== Set exercise ==
Lay out the items from the line with "Round 1: Name the bounding box of the backpack you" through the line with "[0,5,107,199]" as a two-column CSV headed text and answer, one row per item, with each value in a single quoted field and its line breaks turned into spaces. Leave the pictures out.

== Exercise material ==
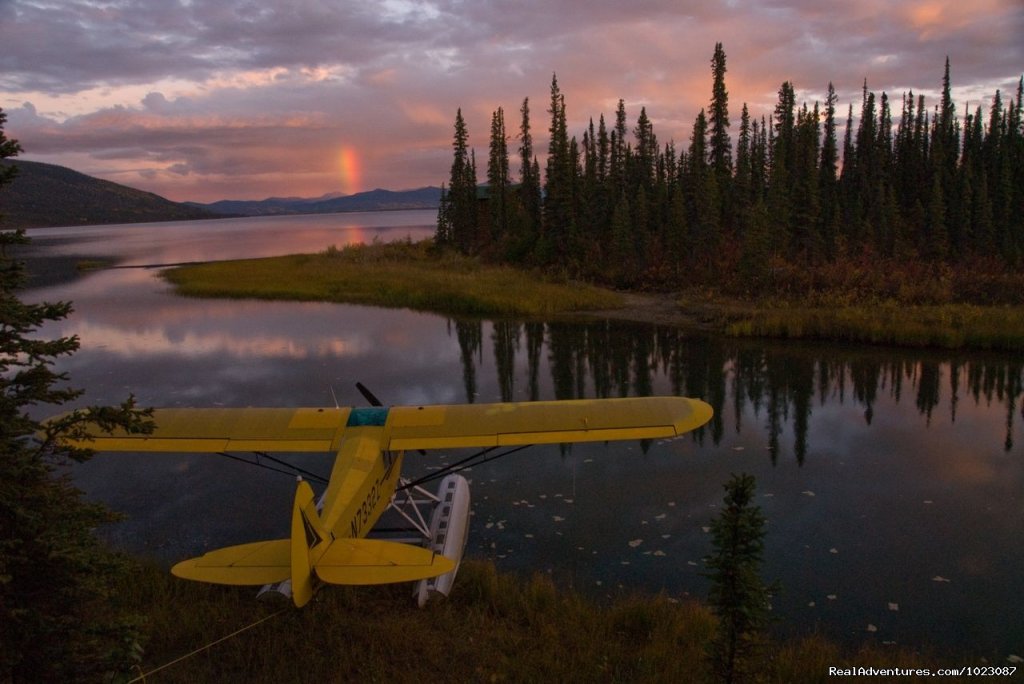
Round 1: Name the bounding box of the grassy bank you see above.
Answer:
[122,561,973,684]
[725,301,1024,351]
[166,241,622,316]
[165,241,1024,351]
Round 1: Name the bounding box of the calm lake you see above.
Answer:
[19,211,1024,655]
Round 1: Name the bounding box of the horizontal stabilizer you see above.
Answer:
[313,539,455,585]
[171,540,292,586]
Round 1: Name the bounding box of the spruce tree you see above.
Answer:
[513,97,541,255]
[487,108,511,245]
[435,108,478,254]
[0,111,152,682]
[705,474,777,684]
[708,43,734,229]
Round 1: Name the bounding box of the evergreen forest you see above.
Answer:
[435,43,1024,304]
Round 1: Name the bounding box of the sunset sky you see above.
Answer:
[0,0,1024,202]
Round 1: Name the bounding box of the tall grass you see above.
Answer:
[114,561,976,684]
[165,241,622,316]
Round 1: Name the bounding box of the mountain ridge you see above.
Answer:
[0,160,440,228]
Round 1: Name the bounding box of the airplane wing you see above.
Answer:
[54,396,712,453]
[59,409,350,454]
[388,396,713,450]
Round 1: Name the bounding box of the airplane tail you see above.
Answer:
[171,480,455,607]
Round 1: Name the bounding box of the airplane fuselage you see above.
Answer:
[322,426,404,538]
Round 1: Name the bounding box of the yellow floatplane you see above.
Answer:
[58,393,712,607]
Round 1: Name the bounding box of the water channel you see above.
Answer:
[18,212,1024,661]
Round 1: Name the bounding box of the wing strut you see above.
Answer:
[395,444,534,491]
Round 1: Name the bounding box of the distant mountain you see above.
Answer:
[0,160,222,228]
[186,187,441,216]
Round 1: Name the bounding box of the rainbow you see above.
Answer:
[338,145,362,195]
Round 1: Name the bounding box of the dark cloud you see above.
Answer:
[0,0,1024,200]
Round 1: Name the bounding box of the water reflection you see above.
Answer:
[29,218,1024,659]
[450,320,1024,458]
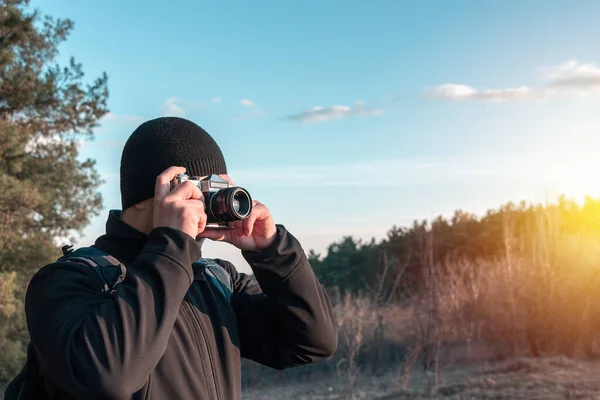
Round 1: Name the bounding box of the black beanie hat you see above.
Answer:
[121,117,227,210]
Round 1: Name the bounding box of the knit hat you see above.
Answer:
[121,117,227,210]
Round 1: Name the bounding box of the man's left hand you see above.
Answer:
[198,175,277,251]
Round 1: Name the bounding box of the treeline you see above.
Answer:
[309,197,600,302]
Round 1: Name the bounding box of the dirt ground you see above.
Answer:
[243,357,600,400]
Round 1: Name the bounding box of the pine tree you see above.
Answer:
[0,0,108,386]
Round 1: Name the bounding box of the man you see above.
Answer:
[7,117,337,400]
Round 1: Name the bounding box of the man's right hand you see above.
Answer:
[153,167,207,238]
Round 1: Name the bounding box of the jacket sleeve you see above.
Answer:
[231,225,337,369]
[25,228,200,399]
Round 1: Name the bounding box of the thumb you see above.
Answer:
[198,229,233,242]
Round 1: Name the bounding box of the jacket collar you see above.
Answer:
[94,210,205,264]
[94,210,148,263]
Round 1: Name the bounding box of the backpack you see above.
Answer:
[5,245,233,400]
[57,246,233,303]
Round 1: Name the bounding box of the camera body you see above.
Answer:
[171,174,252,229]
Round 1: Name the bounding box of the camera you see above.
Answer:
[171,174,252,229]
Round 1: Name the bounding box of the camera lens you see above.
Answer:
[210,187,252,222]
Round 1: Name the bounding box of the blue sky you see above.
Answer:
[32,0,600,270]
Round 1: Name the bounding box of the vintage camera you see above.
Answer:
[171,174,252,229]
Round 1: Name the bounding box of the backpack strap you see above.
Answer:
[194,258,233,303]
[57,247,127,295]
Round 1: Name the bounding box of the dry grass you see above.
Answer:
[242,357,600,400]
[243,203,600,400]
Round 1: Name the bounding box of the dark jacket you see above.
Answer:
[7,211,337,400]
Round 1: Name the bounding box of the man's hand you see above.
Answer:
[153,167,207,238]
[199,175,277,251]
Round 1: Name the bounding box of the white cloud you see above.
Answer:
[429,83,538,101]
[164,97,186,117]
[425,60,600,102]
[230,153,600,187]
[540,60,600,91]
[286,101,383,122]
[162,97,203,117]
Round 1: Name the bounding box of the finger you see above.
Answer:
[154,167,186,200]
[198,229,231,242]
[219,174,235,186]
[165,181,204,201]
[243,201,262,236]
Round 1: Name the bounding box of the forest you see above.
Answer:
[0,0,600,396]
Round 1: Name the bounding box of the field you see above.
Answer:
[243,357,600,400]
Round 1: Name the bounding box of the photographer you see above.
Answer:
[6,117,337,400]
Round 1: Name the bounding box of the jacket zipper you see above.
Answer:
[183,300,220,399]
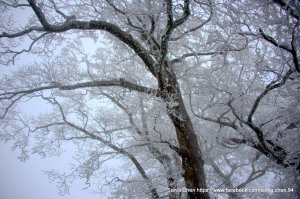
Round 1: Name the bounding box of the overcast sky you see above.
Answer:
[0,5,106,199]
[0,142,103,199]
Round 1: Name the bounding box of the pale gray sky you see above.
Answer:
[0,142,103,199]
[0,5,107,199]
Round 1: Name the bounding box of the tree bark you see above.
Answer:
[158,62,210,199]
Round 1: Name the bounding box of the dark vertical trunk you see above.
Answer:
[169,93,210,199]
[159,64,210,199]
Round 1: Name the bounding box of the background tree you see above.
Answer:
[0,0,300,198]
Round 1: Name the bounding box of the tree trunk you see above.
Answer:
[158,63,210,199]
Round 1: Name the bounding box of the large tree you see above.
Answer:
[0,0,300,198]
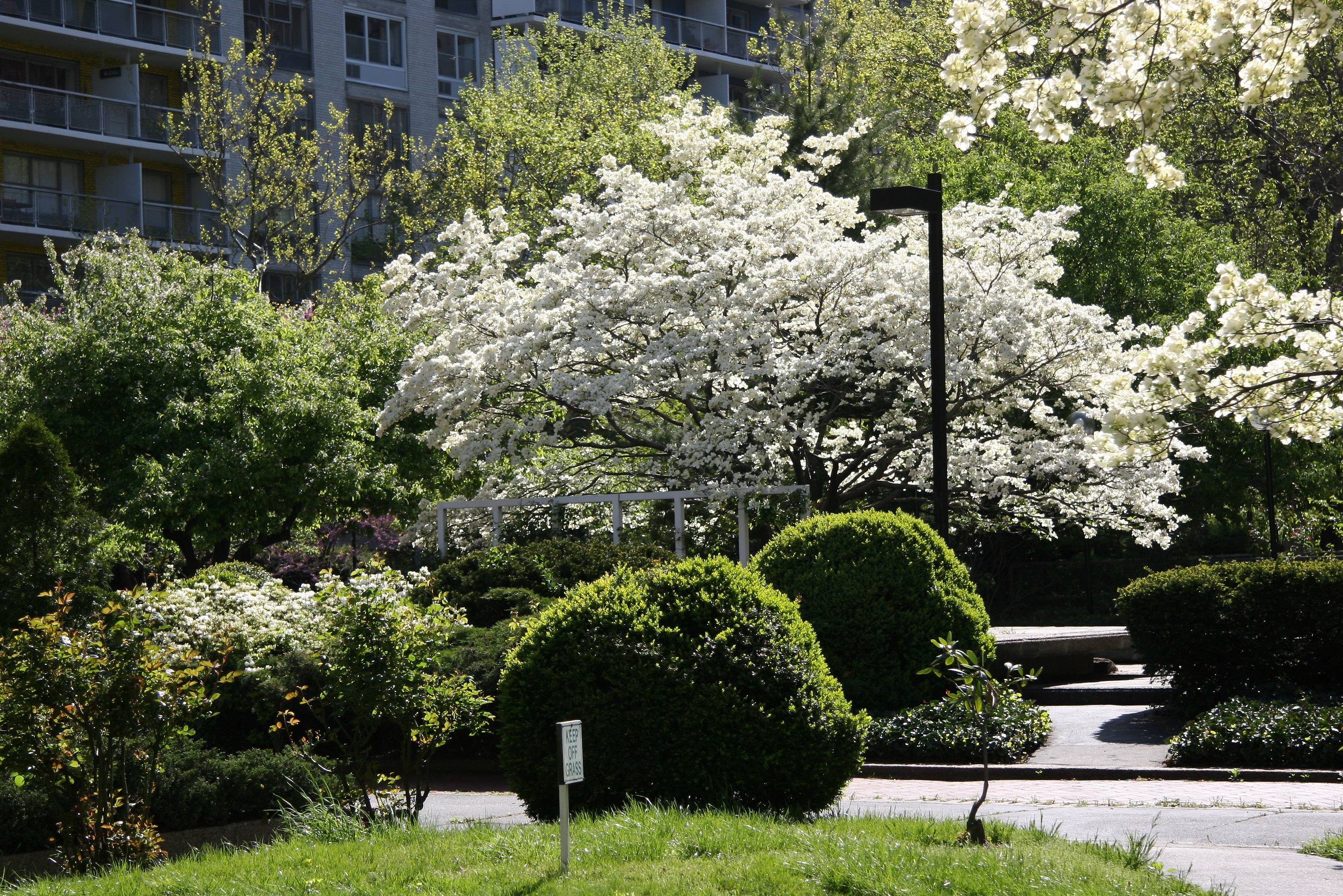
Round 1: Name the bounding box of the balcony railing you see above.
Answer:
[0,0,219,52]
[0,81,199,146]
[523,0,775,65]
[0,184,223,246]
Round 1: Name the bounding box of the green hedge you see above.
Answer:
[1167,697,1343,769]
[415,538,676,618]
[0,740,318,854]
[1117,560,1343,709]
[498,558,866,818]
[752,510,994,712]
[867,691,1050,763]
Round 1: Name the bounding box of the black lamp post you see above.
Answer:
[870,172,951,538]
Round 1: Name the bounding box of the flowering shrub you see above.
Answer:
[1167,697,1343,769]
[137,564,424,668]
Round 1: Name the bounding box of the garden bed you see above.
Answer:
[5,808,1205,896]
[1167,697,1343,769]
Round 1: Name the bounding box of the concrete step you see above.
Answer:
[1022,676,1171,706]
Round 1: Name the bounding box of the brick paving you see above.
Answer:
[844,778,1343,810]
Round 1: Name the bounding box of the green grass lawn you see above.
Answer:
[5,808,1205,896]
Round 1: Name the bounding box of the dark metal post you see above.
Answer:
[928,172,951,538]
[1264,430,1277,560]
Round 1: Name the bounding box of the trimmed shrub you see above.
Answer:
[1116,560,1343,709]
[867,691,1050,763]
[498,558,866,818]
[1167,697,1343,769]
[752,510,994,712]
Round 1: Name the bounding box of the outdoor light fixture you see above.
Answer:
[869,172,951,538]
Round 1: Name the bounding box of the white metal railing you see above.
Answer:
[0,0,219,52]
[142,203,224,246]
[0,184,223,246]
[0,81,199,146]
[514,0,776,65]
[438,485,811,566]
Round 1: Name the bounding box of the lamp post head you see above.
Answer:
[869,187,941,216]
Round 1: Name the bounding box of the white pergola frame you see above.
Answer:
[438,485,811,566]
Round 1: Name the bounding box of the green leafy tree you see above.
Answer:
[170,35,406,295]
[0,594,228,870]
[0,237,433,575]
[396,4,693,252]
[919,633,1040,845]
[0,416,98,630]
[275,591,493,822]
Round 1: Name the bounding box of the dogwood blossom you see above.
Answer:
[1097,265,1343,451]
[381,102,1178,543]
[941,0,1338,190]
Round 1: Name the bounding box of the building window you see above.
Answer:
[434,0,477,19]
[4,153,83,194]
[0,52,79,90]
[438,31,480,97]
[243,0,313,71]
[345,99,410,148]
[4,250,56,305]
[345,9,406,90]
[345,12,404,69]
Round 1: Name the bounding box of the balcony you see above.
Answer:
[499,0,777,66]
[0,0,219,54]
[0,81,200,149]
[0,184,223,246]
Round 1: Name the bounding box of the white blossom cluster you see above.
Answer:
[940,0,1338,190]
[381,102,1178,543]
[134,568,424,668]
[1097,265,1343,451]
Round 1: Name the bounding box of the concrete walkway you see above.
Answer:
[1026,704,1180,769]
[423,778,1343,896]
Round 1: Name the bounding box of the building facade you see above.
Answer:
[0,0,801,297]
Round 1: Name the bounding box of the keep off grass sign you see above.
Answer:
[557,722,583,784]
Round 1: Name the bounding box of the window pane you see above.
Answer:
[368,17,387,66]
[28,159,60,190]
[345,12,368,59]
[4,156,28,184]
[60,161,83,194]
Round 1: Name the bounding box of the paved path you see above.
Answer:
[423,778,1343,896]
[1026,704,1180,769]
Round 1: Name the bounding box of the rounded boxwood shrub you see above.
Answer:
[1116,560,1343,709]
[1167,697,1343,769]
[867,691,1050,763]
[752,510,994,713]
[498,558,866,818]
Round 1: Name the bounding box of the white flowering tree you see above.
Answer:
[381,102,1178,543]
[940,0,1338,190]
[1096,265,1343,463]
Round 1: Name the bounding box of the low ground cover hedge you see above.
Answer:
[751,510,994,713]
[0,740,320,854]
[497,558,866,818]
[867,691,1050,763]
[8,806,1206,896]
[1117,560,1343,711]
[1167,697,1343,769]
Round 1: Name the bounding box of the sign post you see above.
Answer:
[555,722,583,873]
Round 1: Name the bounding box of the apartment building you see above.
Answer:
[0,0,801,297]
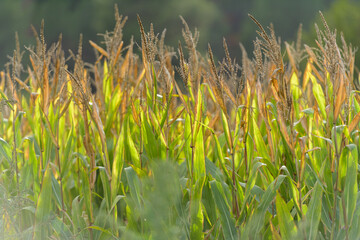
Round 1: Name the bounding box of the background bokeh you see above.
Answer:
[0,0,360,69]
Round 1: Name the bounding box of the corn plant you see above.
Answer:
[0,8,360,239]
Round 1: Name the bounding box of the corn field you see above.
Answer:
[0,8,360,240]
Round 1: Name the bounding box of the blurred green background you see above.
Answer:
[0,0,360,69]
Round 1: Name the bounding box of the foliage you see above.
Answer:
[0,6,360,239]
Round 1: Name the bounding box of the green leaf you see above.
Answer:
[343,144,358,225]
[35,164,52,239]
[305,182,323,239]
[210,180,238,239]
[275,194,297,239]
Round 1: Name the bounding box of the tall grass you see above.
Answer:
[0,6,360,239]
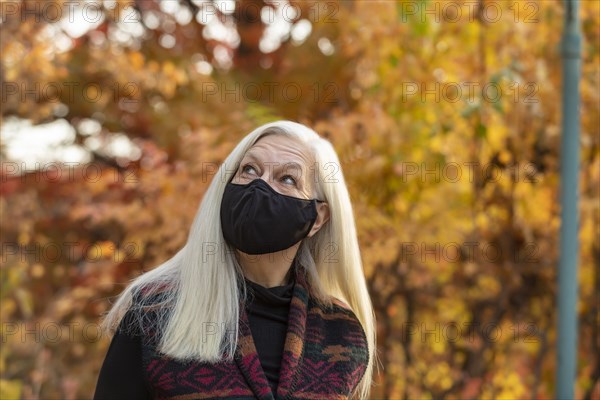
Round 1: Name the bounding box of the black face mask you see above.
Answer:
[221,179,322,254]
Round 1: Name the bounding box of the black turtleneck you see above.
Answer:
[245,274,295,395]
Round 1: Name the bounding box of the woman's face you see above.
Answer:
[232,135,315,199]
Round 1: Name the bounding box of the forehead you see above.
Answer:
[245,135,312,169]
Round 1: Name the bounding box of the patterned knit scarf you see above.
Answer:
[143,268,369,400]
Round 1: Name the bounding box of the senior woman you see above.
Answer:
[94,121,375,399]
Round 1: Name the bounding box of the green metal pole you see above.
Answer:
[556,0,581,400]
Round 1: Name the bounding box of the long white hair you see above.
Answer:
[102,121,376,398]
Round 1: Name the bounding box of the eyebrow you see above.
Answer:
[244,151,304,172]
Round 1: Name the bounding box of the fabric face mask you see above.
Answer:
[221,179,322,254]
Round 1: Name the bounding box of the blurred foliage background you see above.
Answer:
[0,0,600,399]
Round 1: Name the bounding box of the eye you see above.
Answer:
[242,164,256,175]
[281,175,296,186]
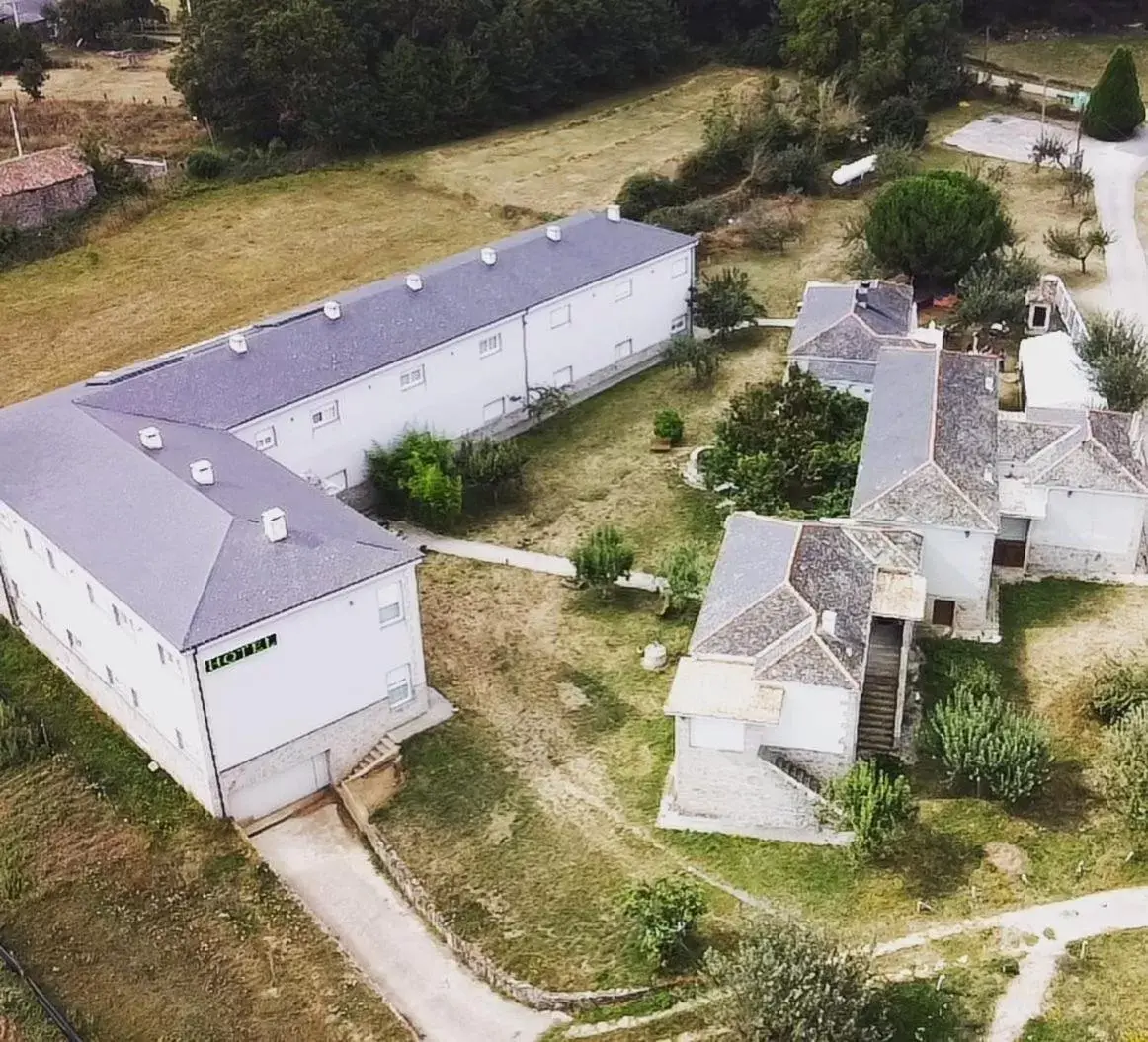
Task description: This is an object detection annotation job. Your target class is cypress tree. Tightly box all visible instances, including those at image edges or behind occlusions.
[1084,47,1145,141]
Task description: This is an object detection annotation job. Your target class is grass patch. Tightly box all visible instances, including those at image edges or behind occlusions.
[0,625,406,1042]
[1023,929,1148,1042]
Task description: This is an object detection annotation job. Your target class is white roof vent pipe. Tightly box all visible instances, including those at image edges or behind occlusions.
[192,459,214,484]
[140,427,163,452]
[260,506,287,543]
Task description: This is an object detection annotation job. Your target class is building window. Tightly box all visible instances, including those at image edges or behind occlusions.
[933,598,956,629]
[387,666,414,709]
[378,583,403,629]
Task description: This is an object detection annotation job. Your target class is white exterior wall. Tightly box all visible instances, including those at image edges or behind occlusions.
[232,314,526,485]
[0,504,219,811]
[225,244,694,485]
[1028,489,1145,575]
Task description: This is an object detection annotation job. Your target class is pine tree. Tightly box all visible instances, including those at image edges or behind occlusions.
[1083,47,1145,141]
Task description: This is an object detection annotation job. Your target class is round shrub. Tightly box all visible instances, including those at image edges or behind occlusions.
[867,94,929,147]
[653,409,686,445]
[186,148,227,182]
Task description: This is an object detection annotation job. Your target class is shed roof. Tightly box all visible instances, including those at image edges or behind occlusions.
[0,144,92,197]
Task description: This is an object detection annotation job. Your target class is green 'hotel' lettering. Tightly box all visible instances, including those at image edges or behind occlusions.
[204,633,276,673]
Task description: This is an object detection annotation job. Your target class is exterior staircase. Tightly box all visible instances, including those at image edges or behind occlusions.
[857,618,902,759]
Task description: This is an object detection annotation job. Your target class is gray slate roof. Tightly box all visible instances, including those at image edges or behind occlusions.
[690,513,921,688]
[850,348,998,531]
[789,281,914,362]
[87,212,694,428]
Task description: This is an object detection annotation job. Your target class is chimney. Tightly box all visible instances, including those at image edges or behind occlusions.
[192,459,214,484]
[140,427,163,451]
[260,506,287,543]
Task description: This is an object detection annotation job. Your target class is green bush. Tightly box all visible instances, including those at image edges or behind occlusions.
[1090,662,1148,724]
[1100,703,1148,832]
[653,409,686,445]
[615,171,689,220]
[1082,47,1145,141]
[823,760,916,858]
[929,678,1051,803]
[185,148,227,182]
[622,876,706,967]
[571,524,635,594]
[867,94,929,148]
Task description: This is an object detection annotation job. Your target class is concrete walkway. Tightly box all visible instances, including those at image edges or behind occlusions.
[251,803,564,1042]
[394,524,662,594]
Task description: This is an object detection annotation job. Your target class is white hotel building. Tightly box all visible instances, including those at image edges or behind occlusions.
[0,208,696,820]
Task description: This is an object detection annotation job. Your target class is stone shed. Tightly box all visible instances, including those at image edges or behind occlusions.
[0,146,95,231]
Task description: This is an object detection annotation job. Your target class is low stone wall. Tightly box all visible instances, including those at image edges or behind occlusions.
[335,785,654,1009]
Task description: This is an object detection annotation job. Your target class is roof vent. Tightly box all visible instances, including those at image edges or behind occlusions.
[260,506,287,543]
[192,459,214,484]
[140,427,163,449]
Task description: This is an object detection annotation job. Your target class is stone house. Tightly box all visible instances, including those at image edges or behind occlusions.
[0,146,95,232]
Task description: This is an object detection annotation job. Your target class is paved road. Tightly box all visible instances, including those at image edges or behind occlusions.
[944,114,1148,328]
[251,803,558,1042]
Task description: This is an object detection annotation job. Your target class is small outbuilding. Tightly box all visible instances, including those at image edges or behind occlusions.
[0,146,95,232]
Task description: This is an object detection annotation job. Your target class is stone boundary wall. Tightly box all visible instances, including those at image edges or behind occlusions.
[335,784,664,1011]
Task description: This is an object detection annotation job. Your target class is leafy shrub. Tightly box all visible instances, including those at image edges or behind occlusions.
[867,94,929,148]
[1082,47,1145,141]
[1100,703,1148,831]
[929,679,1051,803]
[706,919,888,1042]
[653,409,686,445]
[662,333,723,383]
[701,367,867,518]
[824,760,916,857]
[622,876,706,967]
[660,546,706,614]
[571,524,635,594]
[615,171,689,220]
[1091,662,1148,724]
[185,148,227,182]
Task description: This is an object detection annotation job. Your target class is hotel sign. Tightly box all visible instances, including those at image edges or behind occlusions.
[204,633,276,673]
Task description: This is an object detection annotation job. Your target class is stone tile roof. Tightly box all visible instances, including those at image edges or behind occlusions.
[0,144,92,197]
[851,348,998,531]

== Task solution ==
text,answer
"Round 1: Name the bounding box of the backpack you see above. Answer:","[5,245,233,400] [57,246,233,303]"
"Round 1: Name the bounding box of the camera body you see above. Answer:","[171,174,252,229]"
"Round 1: Name the bounding box of the camera you see above. Answer:","[171,174,252,229]"
"Round 1: Name the bounding box of the camera lens you see above. Answer:","[210,187,252,222]"
"Round 1: Name the bounding box of the blue sky you see above. Answer:","[32,0,600,270]"
"Round 1: Name the bounding box of the vintage camera you see above. Answer:","[171,174,252,229]"
"Round 1: Name the bounding box of the backpack strap you see above. Answer:","[194,258,233,303] [57,247,127,295]"
"Round 1: Name the bounding box of the dry grass you see above. Answer:","[242,357,600,400] [243,203,600,400]"
"Round 1: Name the bounding box of the dark jacket you see above. Answer:","[7,211,337,400]"
"Round 1: Name the bounding box of the man's hand you see above. Answer:","[153,167,207,238] [199,175,277,251]"
"Round 1: Name the bounding box of the white cloud you see above. Answer:","[429,83,538,101] [164,97,186,117] [425,60,600,102] [230,153,600,187] [540,60,600,91] [286,101,383,122] [162,97,203,117]"
"Round 1: Name the bounding box of the finger you see above. Answer:","[154,167,186,200] [198,229,231,242] [219,174,235,186] [165,181,204,201] [243,201,262,236]"
"Round 1: Name the bounding box of the forest you see above. Answer:","[0,0,600,396]"
"Round 1: Name the bounding box of the field you see above. Answer:","[243,357,600,400]"
"Round 1: Name the bounding box of the photographer you see above. Answer:","[6,117,337,400]"
"Round 1: Name the bounding box of the jacket zipper you see above. Answer:","[183,300,220,399]"
"Round 1: Name the bounding box of the overcast sky you see above. Answer:","[0,5,106,199] [0,142,103,199]"
"Round 1: Name the bounding box of the pale gray sky you see above. Answer:","[0,142,103,199] [0,5,107,199]"